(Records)
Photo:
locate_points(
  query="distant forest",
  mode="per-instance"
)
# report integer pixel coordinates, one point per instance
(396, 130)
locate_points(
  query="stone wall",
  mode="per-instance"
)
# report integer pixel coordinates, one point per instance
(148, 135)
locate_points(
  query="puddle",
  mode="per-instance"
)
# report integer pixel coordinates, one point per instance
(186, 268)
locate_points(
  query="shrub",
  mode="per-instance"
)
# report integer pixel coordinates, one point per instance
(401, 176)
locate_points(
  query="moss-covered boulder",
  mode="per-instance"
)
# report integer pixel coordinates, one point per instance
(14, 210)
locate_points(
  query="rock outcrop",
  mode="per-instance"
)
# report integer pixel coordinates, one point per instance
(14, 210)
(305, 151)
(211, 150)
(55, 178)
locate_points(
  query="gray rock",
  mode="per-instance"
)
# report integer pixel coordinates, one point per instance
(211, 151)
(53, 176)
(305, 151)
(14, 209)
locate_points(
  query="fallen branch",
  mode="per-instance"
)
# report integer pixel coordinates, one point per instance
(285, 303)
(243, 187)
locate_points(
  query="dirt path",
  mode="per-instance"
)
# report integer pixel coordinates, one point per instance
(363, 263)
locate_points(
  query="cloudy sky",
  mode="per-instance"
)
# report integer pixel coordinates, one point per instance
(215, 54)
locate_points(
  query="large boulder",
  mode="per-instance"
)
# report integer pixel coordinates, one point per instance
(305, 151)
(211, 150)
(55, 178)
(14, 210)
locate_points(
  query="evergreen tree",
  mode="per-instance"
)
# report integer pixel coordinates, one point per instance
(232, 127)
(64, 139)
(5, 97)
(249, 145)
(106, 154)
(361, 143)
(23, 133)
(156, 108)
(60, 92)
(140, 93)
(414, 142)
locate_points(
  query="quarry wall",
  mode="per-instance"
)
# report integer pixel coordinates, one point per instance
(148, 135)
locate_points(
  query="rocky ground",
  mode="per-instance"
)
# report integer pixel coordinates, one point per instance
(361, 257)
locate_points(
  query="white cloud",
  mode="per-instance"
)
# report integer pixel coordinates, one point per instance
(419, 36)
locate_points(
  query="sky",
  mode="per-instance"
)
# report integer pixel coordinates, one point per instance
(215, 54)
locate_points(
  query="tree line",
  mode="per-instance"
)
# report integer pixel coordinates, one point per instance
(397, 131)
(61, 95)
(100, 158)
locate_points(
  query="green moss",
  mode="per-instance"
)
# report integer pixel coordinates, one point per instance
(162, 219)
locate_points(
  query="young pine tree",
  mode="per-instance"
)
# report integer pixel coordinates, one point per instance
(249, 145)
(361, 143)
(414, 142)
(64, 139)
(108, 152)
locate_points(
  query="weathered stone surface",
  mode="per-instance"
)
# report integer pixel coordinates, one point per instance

WHAT IS NEEDED:
Quote every line of the data, word for word.

RESULT OF THIS EXERCISE:
Photo:
locate_points(
  query="distant forest",
  mode="per-instance"
)
# report integer pixel coordinates, one point per instance
(396, 130)
locate_points(
  query="stone wall",
  mode="per-instance"
)
# report integer pixel coordinates, one point per instance
(148, 135)
locate_points(
  query="puddle",
  mode="per-instance"
)
# report integer pixel coordinates, one point per instance
(186, 268)
locate_points(
  query="shrub",
  mode="per-instance"
)
# report integer pixel coordinates, one point per instance
(401, 176)
locate_points(
  query="moss-covered boulder",
  mode="per-instance"
)
# report integer pixel coordinates, one point per instance
(14, 210)
locate_points(
  query="rock outcrop",
  mode="per-instance"
)
# report integer pixel coordinates, one point per instance
(14, 210)
(305, 151)
(211, 150)
(55, 178)
locate_points(
  query="gray rock",
  mode="per-instance"
)
# report integer pixel coordinates, one point per instance
(211, 151)
(53, 176)
(305, 151)
(14, 209)
locate_points(
  query="fallen branch",
  mode="per-instance"
)
# report integer pixel coordinates, one point per instance
(285, 303)
(243, 187)
locate_points(
  query="dirt path",
  mode="per-instance"
)
# report integer pixel coordinates, one point per instance
(363, 263)
locate_points(
  query="cloudy sky",
  mode="per-instance"
)
# report integer pixel coordinates, one point per instance
(215, 54)
locate_points(
  query="large boulder",
  mode="per-instance"
)
# report integer pixel coordinates, one point per instance
(305, 151)
(211, 150)
(55, 178)
(14, 210)
locate_points(
  query="evergreen tree",
  mode="per-instance"
)
# report integer pixel coordinates, one point per instance
(232, 127)
(64, 139)
(5, 97)
(249, 145)
(106, 154)
(361, 143)
(23, 133)
(156, 108)
(60, 92)
(140, 93)
(414, 142)
locate_points(
  query="quarry wall",
  mode="per-instance"
)
# report integer pixel coordinates, one point per instance
(148, 135)
locate_points(
  query="rocky ground",
  mode="per-instance"
)
# report integer pixel coordinates, one point per instance
(361, 257)
locate_points(
  query="white cloud",
  mode="per-instance"
)
# report integer pixel coordinates, one point per instance
(419, 36)
locate_points(
  query="sky",
  mode="per-instance"
)
# report integer pixel coordinates, one point per instance
(215, 54)
locate_points(
  query="tree line",
  mode="per-instance"
)
# report integer pixel coordinates, one point per instance
(397, 131)
(61, 95)
(100, 158)
locate_points(
  query="green moss",
  mode="per-instance"
)
# report integer pixel coordinates, one point per instance
(162, 219)
locate_points(
  query="young pine tree",
  mode="per-instance"
)
# report integer pixel coordinates, one point per instance
(249, 145)
(361, 143)
(414, 142)
(64, 139)
(108, 152)
locate_points(
  query="weathered stone surface",
  mode="per-instance"
)
# report integer pixel coordinates, one point per instance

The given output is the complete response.